## [Instructions to follow]
Extract all records. Keep each one exact.
-------- Data --------
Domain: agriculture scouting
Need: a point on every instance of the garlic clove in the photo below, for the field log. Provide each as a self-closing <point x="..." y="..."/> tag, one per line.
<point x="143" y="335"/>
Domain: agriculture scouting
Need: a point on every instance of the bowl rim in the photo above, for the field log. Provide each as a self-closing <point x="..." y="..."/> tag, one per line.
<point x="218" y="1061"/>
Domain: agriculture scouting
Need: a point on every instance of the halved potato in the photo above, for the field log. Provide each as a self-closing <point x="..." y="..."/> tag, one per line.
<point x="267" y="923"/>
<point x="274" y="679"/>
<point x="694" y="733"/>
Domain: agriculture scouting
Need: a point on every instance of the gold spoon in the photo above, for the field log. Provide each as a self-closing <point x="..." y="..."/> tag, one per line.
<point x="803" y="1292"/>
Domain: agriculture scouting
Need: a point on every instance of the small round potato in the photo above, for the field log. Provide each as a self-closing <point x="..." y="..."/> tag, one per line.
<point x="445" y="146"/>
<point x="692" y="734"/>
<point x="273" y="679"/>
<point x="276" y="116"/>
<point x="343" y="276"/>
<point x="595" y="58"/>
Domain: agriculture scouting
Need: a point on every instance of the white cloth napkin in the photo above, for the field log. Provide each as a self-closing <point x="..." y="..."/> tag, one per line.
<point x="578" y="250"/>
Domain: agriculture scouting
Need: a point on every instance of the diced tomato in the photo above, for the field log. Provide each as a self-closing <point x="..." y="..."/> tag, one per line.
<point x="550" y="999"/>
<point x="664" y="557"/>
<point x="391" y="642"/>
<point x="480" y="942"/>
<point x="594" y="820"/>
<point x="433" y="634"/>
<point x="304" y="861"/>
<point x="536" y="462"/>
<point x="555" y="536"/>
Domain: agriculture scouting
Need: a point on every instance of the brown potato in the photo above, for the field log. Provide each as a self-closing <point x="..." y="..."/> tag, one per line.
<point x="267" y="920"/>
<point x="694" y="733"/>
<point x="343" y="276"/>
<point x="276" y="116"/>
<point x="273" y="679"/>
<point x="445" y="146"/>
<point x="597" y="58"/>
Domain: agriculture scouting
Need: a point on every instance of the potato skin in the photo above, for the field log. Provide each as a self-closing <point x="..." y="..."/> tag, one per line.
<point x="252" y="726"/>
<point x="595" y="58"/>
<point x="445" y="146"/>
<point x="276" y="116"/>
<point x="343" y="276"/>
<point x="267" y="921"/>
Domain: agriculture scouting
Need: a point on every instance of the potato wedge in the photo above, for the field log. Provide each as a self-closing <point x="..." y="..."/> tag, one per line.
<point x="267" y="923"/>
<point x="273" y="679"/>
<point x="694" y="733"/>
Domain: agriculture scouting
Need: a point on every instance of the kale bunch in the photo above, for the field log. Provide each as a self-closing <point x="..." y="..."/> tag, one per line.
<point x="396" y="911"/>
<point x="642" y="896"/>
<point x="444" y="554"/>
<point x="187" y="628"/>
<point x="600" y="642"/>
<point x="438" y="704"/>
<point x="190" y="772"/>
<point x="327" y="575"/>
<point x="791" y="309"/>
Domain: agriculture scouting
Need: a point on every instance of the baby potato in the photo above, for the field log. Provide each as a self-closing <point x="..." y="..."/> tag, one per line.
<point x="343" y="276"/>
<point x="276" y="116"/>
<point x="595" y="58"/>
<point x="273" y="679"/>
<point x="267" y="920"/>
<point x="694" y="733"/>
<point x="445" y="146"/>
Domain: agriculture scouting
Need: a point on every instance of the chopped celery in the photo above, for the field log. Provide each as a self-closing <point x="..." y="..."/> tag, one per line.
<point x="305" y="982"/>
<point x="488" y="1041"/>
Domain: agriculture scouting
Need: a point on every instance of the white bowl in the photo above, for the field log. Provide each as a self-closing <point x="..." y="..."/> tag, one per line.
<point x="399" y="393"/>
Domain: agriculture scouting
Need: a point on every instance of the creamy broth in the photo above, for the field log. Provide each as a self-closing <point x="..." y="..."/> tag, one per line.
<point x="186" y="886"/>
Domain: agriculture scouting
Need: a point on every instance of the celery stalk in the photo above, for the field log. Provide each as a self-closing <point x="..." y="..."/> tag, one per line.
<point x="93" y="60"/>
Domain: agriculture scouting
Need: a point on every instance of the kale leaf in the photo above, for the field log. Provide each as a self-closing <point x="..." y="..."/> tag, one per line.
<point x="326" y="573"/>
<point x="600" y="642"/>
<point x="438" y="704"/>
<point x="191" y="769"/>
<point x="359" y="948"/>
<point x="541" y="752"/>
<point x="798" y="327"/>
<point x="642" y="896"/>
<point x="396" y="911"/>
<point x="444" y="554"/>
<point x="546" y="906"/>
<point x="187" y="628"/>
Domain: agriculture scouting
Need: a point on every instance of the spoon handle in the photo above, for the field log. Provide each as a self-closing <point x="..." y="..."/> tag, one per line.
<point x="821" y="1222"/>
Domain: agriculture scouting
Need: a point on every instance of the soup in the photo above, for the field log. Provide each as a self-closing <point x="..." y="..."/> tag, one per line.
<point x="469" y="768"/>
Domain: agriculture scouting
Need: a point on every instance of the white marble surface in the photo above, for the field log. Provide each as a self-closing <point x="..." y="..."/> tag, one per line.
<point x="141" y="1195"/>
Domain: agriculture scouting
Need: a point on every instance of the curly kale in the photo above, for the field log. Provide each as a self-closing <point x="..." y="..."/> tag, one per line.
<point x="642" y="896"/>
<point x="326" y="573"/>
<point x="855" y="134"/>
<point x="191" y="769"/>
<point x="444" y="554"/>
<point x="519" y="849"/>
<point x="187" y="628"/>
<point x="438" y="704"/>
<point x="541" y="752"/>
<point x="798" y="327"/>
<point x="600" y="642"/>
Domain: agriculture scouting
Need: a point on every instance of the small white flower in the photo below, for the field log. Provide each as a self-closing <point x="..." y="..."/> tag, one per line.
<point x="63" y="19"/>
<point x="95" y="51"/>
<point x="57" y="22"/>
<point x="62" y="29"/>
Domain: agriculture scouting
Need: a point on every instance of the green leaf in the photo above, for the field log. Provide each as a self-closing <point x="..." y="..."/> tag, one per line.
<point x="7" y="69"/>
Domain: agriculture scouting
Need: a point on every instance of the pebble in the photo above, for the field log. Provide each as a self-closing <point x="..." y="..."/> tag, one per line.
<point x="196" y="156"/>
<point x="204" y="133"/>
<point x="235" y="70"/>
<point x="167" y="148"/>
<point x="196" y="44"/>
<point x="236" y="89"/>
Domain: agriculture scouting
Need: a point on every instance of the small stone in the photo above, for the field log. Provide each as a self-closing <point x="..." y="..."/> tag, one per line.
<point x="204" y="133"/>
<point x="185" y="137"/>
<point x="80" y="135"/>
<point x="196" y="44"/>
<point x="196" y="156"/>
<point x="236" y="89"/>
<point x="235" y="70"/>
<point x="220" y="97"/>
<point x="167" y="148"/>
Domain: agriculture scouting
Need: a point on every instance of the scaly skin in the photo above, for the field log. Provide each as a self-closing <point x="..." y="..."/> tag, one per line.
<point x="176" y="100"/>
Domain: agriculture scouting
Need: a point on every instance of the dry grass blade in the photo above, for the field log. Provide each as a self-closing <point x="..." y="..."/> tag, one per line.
--------
## [Completed exercise]
Domain: agriculture scouting
Need: a point on every instance of the garlic clove in the photo below, for the field log. Provide each as a self-closing <point x="..." y="..."/> tag, one per line.
<point x="143" y="335"/>
Domain: agriculture scouting
Need: a point on every instance of the bowl rim in the photo above, for the field log. Provide each as a self-closing <point x="..." y="..."/> tag, one per line.
<point x="218" y="1061"/>
Domain: agriculture scouting
Need: a point on every instance of the halved potato in the photo above, for the field log. Provide each as a self-closing <point x="..." y="..."/> tag, one per line.
<point x="267" y="923"/>
<point x="274" y="679"/>
<point x="694" y="733"/>
Domain: agriculture scouting
Need: a point on every instance of the gold spoon in the photo above, for the field log. Provide each as a self-closing <point x="..." y="..."/> tag, one per line.
<point x="803" y="1292"/>
Domain: agriculture scouting
Need: a point on every instance of the small round potato in the photo above, for the field log. Provide each as a self-closing <point x="..." y="..."/> tag, one per line.
<point x="445" y="146"/>
<point x="692" y="734"/>
<point x="273" y="679"/>
<point x="276" y="116"/>
<point x="343" y="276"/>
<point x="595" y="58"/>
Domain: agriculture scouting
Need: a point on every instance of the white cloth napkin in the photo above, for the field log. Provide each as a self-closing <point x="..." y="..."/> tag, one per line.
<point x="578" y="250"/>
Domain: agriculture scouting
Need: a point on every instance of the diced tomato in the photo above, for the field log. Provide each as a self-closing <point x="..." y="..."/> tag, one per line.
<point x="550" y="999"/>
<point x="664" y="557"/>
<point x="391" y="642"/>
<point x="480" y="942"/>
<point x="594" y="820"/>
<point x="433" y="634"/>
<point x="304" y="861"/>
<point x="536" y="462"/>
<point x="555" y="536"/>
Domain: agriculture scouting
Need: a point on every instance of the brown potato in the photo above, for the field log. Provide each as a self-closing <point x="..." y="..."/> tag, one per line.
<point x="267" y="920"/>
<point x="694" y="733"/>
<point x="343" y="276"/>
<point x="276" y="116"/>
<point x="273" y="679"/>
<point x="445" y="146"/>
<point x="597" y="58"/>
Domain: agriculture scouting
Need: a point on every instance of the potato skin in the photo above, for the field log. Provide each as a self-closing <point x="..." y="..."/> tag, one per line.
<point x="252" y="726"/>
<point x="595" y="58"/>
<point x="445" y="146"/>
<point x="276" y="116"/>
<point x="343" y="276"/>
<point x="267" y="921"/>
Domain: agriculture scouting
Need: a point on every instance of the potato wedge in the photo above, for the field log. Provide each as a self-closing <point x="..." y="..."/> tag, one per line.
<point x="267" y="923"/>
<point x="273" y="679"/>
<point x="694" y="733"/>
Domain: agriculture scouting
Need: a point on every instance of the kale bunch in the photo above, for the field log. Provide each as a self-closing <point x="..." y="..."/> tag, one per line.
<point x="396" y="911"/>
<point x="642" y="896"/>
<point x="444" y="554"/>
<point x="187" y="628"/>
<point x="600" y="642"/>
<point x="438" y="704"/>
<point x="190" y="772"/>
<point x="327" y="575"/>
<point x="791" y="309"/>
Domain: agriculture scouting
Need: a point on every instance of the baby potato in the photo above, for the field log. Provide each as a self-closing <point x="..." y="..."/> tag, one per line.
<point x="343" y="276"/>
<point x="276" y="116"/>
<point x="595" y="58"/>
<point x="273" y="679"/>
<point x="267" y="920"/>
<point x="694" y="733"/>
<point x="445" y="146"/>
Domain: agriculture scouting
Need: a point on every instance of the chopped celery in the photo above, for the field log. Provide each as a self-closing <point x="..." y="..."/> tag, one per line.
<point x="305" y="982"/>
<point x="488" y="1041"/>
Domain: agriculture scouting
Need: a point on every instance of the white bowl in the photo above, for the field log. Provide each as a self-closing <point x="..." y="..."/> tag, one per line.
<point x="399" y="393"/>
Domain: agriculture scouting
Need: a point on every instance of the creamy broth in the photo above, for the field log. Provide each as a self-closing <point x="..." y="..."/> tag, one per line.
<point x="186" y="886"/>
Domain: agriculture scouting
Need: a point on every instance of the celery stalk in the photo above, for the field log. Provide each as a self-closing <point x="..." y="..."/> tag, one per line.
<point x="93" y="60"/>
Domain: agriculture scouting
Need: a point on every instance of the kale leaf in the photo above, for the field log. Provide each as a self-closing <point x="..." y="..."/> tag, one per line.
<point x="326" y="573"/>
<point x="600" y="642"/>
<point x="438" y="704"/>
<point x="191" y="769"/>
<point x="359" y="948"/>
<point x="541" y="752"/>
<point x="798" y="327"/>
<point x="642" y="896"/>
<point x="396" y="911"/>
<point x="444" y="554"/>
<point x="546" y="906"/>
<point x="187" y="628"/>
Domain: agriculture scouting
Need: a point on every instance of the spoon handle in the photo above, for the field log. Provide each as a self-closing <point x="..." y="..."/> tag, one per line.
<point x="821" y="1222"/>
Domain: agriculture scouting
Need: a point on every instance of the soup in the photo above, for the field log. Provide each as a self-closing <point x="..." y="..."/> tag, one per line.
<point x="469" y="768"/>
Domain: agriculture scouting
Need: a point on every instance of the white marble surface in the photo above, for the field log. Provide each as a self-closing <point x="..." y="..."/> tag, one per line.
<point x="141" y="1195"/>
Domain: agriculture scouting
Need: a point on every instance of the curly kale in the photo above, for the field log. Provide each as a self-closing <point x="..." y="..."/> tag, one per line.
<point x="642" y="896"/>
<point x="326" y="573"/>
<point x="855" y="134"/>
<point x="191" y="769"/>
<point x="444" y="554"/>
<point x="519" y="849"/>
<point x="187" y="628"/>
<point x="438" y="704"/>
<point x="541" y="752"/>
<point x="798" y="327"/>
<point x="600" y="642"/>
Domain: agriculture scouting
Need: a point on every instance of the small white flower in the photo below, for the field log. Provide each as a self-closing <point x="..." y="..."/> tag, one per line.
<point x="63" y="19"/>
<point x="95" y="51"/>
<point x="57" y="22"/>
<point x="62" y="29"/>
Domain: agriculture scouting
Need: a point on every instance of the green leaf in the photo above, for the field log. Provide each as a self-closing <point x="..." y="..."/> tag, one per line.
<point x="7" y="69"/>
Domain: agriculture scouting
Need: a point on every instance of the pebble in the photo above, for the field log. Provide each as a self-closing <point x="..." y="..."/> tag, one per line.
<point x="196" y="156"/>
<point x="204" y="133"/>
<point x="235" y="70"/>
<point x="167" y="148"/>
<point x="196" y="44"/>
<point x="236" y="89"/>
Domain: agriculture scouting
Need: a point on every instance of the small stone in the photo above, for the field log. Provide each as a self-closing <point x="..." y="..."/> tag, one per line.
<point x="204" y="133"/>
<point x="185" y="137"/>
<point x="80" y="135"/>
<point x="196" y="44"/>
<point x="196" y="156"/>
<point x="236" y="89"/>
<point x="235" y="70"/>
<point x="220" y="97"/>
<point x="167" y="148"/>
Domain: agriculture scouting
Need: a point on every instance of the scaly skin in the photo above, for the field log. Provide each as a self-closing <point x="..." y="..."/> tag, one per line.
<point x="176" y="100"/>
Domain: agriculture scouting
Need: a point on every instance of the dry grass blade in the photo above, for the field log. Provide each as a self-closing <point x="..." y="..."/> tag, one per line.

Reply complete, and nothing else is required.